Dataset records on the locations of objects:
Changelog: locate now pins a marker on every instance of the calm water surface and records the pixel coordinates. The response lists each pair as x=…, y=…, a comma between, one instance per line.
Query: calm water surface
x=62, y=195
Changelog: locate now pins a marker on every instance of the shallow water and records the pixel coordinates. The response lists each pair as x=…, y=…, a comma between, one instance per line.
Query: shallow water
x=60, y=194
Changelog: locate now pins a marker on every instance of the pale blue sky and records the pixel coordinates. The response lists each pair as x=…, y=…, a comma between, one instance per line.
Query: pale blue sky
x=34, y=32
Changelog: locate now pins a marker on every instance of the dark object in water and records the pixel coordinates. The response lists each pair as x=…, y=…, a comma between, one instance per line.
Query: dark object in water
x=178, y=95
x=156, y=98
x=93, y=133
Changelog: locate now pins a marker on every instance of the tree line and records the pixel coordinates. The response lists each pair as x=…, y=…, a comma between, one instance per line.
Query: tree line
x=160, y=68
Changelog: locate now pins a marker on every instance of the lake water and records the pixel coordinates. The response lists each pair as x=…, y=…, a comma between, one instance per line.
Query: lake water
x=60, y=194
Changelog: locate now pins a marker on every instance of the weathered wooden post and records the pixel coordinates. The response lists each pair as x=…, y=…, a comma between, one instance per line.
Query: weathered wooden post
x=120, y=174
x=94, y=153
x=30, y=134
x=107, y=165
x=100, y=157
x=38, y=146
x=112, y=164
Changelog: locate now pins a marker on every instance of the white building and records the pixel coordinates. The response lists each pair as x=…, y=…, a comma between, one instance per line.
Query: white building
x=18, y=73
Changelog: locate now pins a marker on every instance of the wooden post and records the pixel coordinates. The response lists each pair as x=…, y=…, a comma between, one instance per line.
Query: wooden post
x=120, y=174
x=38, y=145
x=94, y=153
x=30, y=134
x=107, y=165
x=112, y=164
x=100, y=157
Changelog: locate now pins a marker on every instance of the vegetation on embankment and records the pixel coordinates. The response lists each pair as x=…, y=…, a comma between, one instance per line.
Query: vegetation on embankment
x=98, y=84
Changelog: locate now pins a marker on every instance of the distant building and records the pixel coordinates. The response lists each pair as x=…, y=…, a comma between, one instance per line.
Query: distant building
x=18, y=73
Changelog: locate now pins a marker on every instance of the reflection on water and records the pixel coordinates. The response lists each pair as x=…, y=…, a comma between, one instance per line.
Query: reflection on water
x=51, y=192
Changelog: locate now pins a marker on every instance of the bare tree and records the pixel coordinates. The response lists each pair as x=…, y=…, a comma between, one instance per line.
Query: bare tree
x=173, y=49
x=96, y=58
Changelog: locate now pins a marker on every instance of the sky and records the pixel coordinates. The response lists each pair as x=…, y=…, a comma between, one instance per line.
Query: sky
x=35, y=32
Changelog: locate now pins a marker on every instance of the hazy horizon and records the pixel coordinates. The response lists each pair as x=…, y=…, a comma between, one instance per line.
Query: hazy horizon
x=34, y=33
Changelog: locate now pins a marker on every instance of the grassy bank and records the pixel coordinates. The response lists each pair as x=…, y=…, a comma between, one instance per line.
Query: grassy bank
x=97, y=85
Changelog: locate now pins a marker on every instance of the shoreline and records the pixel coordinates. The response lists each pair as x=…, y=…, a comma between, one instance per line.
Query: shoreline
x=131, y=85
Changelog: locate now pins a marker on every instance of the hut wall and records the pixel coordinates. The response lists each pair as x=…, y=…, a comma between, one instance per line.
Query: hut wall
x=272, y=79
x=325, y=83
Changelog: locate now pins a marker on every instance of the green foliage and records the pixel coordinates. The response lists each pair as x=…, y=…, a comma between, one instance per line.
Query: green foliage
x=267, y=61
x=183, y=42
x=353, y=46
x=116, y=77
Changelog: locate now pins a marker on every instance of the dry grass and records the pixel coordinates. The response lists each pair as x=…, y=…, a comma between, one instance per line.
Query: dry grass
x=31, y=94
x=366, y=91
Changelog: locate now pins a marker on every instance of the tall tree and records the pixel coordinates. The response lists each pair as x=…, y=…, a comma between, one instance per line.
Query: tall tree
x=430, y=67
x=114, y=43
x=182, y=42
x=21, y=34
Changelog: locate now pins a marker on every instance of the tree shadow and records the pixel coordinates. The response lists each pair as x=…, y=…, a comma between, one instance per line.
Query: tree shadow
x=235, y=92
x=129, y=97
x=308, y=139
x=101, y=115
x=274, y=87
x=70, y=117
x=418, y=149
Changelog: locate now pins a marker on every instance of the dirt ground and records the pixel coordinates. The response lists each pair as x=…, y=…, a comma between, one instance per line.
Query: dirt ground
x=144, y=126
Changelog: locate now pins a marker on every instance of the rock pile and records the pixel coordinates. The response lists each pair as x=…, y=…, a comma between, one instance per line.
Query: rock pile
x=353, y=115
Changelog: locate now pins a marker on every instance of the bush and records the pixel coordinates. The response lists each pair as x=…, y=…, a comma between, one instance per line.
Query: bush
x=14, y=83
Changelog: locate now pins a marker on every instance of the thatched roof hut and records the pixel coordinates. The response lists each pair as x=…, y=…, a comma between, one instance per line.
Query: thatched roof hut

YOUR TASK: Revise the items above by substituting "Update note" for each occurrence of "Changelog", keeping every other character the same.

FULL ANSWER:
Update note: locate now pins a marker on every instance of the calm water surface and records the pixel coordinates. The response lists each pair as x=…, y=…, a comma between, one instance per line.
Query: calm water surface
x=62, y=195
Update note: locate now pins a marker on every instance of the shallow water and records the pixel coordinates. The response lists each pair as x=…, y=…, a comma between, one instance per line.
Query: shallow water
x=60, y=194
Update note: locate now pins a marker on every instance of the pale blue sky and records the pixel coordinates. The response lists each pair as x=…, y=…, a comma between, one instance per line.
Query: pale blue sky
x=34, y=32
Update note: locate now pins a marker on every instance of the dark object in water and records the pixel coordinates. The response lists each pair as x=…, y=…, a comma between, one instance per line.
Query: dark object in water
x=178, y=95
x=156, y=98
x=93, y=133
Update note: locate now pins a marker on every instance of the tree line and records the pixel coordinates. The response lists each pair as x=…, y=…, a comma between, one instance per line.
Query: tree line
x=160, y=68
Update note: locate now pins a marker on every instance of the lake water and records the pixel coordinates. The response lists each pair as x=…, y=…, a comma between, one instance per line.
Query: lake water
x=60, y=194
Update note: locate now pins a marker on every instance of the weathered wooden post and records the pixel coordinates. The response lists each pair as x=…, y=…, a comma between, one instance per line.
Query: weathered wooden post
x=120, y=174
x=94, y=153
x=30, y=134
x=107, y=165
x=100, y=157
x=38, y=146
x=112, y=164
Update note: locate now pins a marker on every instance of the white building and records the pixel coordinates. The response lists each pair as x=…, y=…, a comma between, one instance per line.
Query: white building
x=18, y=73
Update note: locate now pins a marker on every instance of the wooden post and records the pixel coordinates. The response lists each pair as x=…, y=…, a comma between, one instance per line.
Query: wooden post
x=120, y=174
x=38, y=145
x=94, y=153
x=30, y=134
x=107, y=165
x=112, y=164
x=100, y=157
Update note: locate now pins a marker on every instance of the vegetation on embankment and records the pixel coordinates. The response lists each pair as x=…, y=…, a comma between, one instance per line.
Query: vegetation on embankment
x=98, y=84
Update note: locate now pins a marker on every instance of the distant building and records the pixel coordinates. The response lists each pair as x=…, y=…, a comma between, one instance per line.
Query: distant building
x=18, y=73
Update note: locate now pins a marker on every instance of the reflection on water and records the pixel coordinates. The response lists each pair as x=…, y=…, a comma between, one instance per line.
Query: reflection on water
x=51, y=192
Update note: locate now pins a marker on every instance of the bare tree and records the pixel coordinates. The response lists each pair as x=…, y=…, a comma between, one instance per line.
Query: bare tree
x=173, y=49
x=96, y=58
Update note: locate now pins a marker on every instance of the sky and records the pixel coordinates. The response lists each pair as x=…, y=…, a comma between, one instance per line.
Query: sky
x=35, y=32
Update note: locate now pins a marker on every instance of the hazy horizon and records the pixel coordinates. The response lists each pair as x=…, y=…, a comma between, one instance per line.
Query: hazy horizon
x=34, y=33
Update note: locate now pins a marker on every instance of the grassy bank and records the pixel coordinates. The response lists each pair as x=…, y=…, a comma between, one instance per line.
Query: grassy bank
x=97, y=85
Update note: locate now pins a marker on every instance of the shoreline and records the pixel coordinates. The response lists each pair as x=…, y=…, a comma between, one instance per line.
Query: shoreline
x=131, y=85
Update note: locate now pins a marker on every instance of the hut wall and records the pixel coordinates. The response lists each pair as x=…, y=…, a comma between, one instance per line.
Query: hut wall
x=272, y=79
x=325, y=83
Update note: locate now pins a marker on every instance of the green foliage and records the pixel coordinates. The response lists each pair as x=…, y=…, a comma between, one instance per line.
Query: green foliage
x=267, y=61
x=183, y=42
x=353, y=46
x=116, y=77
Update note: locate now pins a marker on every instance of the dry grass and records the pixel coordinates. The response lists each pair as x=…, y=…, a comma between, one instance per line.
Query: dry grass
x=31, y=94
x=366, y=91
Update note: locate now pins a marker on every instance of the tall tree and records the pixel coordinates. The response lists each pair as x=…, y=…, a comma between, one instance per line.
Query: tall tree
x=430, y=67
x=114, y=43
x=182, y=42
x=21, y=34
Update note: locate now pins a marker on every instance of the tree shadow and records the pixel coordinates. The response lists each pair as x=…, y=…, a comma between, one instance per line.
Query: tree shadow
x=235, y=92
x=129, y=97
x=308, y=139
x=101, y=115
x=274, y=87
x=70, y=117
x=418, y=149
Update note: locate now pins a marker on every instance of the dirt ground and records the pixel coordinates. The response lists each pair as x=…, y=…, a comma between, one instance per line.
Query: dirt ground
x=144, y=126
Update note: locate now pins a marker on every instance of the rock pile and records the pixel coordinates. The response lists each pair as x=…, y=…, a comma between, one instance per line.
Query: rock pile
x=353, y=115
Update note: locate now pins a marker on every instance of the bush and records the pixel coordinates. The response lists each pair as x=…, y=…, a comma between, one instance per line.
Query: bush
x=14, y=83
Update note: locate now pins a marker on every instance of the thatched roof hut and records the pixel coordinates. The response lists each pair as x=…, y=…, a comma between, one instance per line.
Query: thatched roof hut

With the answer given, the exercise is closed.